WHAT THE EXERCISE ASKS | Retype, word for word, the material below from the line containing "In this exercise you will mark every instance of the radar" through the end of the material, including both of those lines.

PROVIDED DATA |
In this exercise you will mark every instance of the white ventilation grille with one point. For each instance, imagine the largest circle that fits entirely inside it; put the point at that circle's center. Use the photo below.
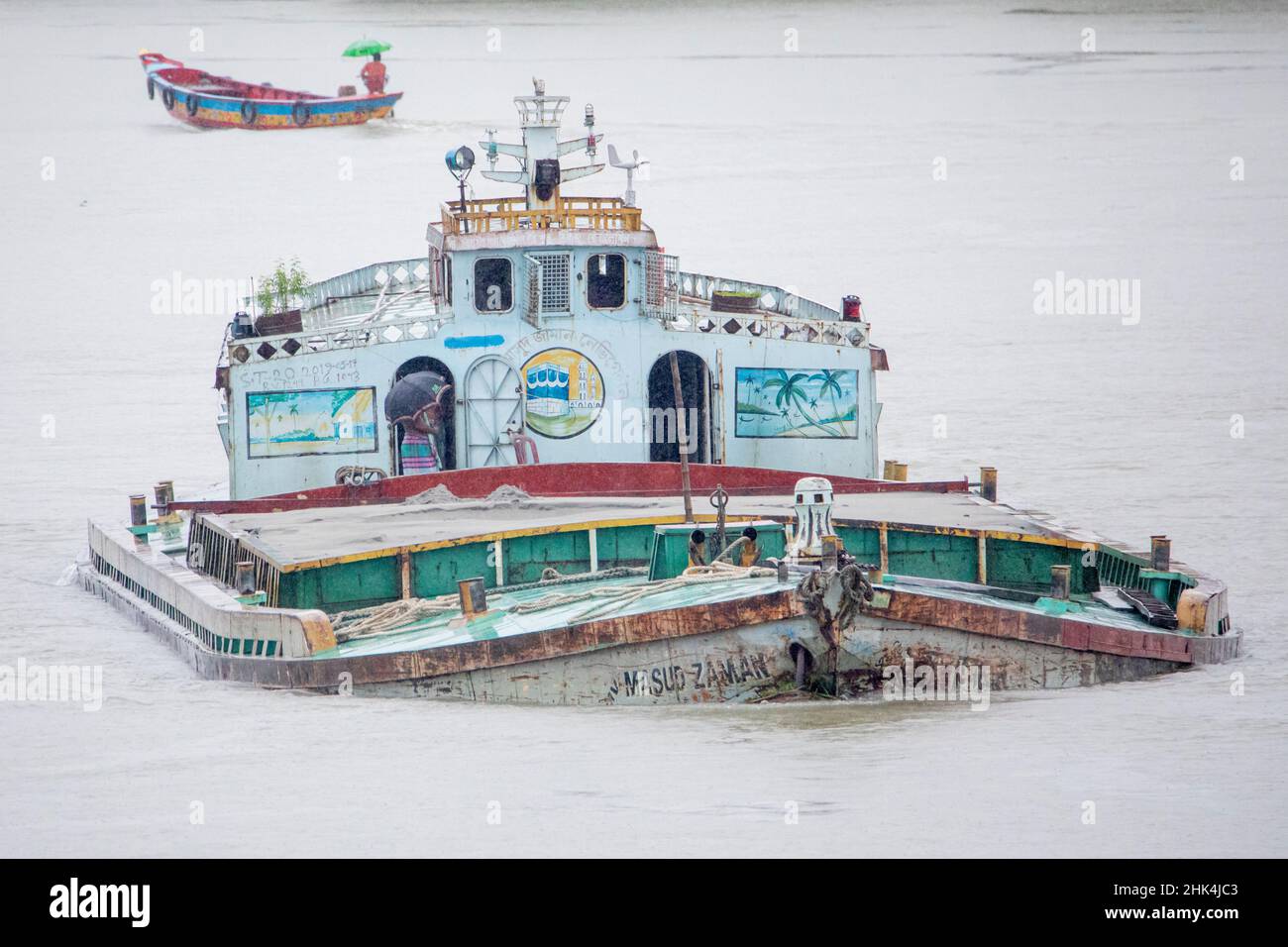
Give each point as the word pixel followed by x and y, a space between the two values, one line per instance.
pixel 555 279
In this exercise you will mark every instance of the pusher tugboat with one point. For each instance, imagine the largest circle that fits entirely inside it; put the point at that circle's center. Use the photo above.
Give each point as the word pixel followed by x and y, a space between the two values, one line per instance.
pixel 542 463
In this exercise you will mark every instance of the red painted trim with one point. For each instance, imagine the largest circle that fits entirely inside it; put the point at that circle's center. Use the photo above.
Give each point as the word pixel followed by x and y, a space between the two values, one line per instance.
pixel 567 479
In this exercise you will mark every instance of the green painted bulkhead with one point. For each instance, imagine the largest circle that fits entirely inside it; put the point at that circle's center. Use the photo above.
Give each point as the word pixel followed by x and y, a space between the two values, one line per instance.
pixel 1014 564
pixel 346 585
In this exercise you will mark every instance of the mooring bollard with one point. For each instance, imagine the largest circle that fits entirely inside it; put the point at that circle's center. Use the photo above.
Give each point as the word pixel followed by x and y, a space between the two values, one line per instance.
pixel 1060 581
pixel 831 552
pixel 1160 553
pixel 138 509
pixel 245 581
pixel 473 595
pixel 988 483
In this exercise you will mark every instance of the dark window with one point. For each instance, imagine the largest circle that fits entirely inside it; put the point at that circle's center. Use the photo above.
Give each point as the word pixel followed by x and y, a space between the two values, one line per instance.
pixel 493 285
pixel 605 281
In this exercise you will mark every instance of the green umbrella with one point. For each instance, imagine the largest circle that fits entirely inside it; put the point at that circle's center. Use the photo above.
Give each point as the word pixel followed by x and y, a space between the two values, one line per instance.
pixel 366 48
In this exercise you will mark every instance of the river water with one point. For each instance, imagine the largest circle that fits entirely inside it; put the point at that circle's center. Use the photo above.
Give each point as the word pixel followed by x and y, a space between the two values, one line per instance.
pixel 939 159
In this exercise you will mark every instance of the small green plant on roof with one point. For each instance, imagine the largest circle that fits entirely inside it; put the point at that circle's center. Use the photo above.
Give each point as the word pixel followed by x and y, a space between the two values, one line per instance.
pixel 279 289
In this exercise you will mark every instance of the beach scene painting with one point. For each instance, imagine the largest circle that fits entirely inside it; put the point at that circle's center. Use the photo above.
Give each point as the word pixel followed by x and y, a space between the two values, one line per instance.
pixel 798 402
pixel 331 420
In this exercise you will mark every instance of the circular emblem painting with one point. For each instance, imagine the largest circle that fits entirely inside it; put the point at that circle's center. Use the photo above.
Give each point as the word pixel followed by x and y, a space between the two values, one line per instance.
pixel 563 392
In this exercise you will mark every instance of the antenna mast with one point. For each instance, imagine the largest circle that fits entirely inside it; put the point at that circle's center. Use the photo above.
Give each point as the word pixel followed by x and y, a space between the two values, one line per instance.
pixel 539 157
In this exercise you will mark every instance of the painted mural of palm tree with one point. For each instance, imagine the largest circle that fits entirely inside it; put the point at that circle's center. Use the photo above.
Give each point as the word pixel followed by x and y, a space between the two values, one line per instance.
pixel 829 384
pixel 791 394
pixel 266 415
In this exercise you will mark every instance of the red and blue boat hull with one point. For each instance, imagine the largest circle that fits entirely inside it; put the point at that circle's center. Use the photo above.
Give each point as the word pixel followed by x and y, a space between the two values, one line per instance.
pixel 218 102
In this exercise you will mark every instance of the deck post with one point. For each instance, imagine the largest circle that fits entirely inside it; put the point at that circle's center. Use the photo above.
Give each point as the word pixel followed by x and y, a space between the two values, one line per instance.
pixel 1060 581
pixel 1160 553
pixel 988 483
pixel 681 438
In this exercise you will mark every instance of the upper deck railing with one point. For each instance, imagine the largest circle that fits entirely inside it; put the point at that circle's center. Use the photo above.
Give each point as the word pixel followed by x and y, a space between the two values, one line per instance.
pixel 505 214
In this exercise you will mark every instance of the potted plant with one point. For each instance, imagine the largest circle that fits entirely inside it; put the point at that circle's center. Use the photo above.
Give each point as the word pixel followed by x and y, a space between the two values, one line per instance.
pixel 734 300
pixel 278 298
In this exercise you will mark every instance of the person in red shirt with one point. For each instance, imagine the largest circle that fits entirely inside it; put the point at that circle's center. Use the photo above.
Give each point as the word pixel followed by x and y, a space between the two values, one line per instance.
pixel 374 75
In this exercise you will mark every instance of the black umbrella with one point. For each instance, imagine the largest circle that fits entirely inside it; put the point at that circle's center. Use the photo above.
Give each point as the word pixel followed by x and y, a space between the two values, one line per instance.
pixel 420 399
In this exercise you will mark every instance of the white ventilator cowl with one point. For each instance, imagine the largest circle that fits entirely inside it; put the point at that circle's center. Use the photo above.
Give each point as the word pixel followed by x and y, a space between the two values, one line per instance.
pixel 812 514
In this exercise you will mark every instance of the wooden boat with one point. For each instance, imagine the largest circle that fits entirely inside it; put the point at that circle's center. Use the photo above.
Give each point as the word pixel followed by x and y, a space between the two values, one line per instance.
pixel 219 102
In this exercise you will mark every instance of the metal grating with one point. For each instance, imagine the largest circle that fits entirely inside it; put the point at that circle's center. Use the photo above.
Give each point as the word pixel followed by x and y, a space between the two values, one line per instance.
pixel 532 291
pixel 555 281
pixel 661 285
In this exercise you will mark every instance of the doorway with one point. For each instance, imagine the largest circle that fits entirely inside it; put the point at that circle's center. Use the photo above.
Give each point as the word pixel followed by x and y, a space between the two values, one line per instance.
pixel 493 407
pixel 696 394
pixel 449 440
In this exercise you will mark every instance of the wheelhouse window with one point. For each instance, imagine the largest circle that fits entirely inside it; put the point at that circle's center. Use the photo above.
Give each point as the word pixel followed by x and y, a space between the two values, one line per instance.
pixel 605 281
pixel 493 283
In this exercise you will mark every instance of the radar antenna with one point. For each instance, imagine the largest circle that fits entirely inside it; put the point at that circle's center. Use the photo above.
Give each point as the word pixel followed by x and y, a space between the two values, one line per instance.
pixel 630 166
pixel 539 155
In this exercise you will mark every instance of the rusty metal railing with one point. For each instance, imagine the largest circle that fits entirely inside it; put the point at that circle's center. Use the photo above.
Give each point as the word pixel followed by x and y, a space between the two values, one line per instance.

THE ANSWER |
In this exercise you will mark every instance of the radar antenna with one point. For each instance, imagine the largest circle that fits entirely inside it; put the point at that circle's center. Use the photo above.
Give each point as the word pixel followed by x and y, a space between the two values, one line per instance.
pixel 630 166
pixel 539 155
In this exercise you will mark every instance of the rusty metal railing with one point. For each instance, imagine the largest circle that fits entirely inside it; put the point at that circle's center. Use the photo above.
Give each point as the word pixel followed by x and y, a space between the two values, one line per instance.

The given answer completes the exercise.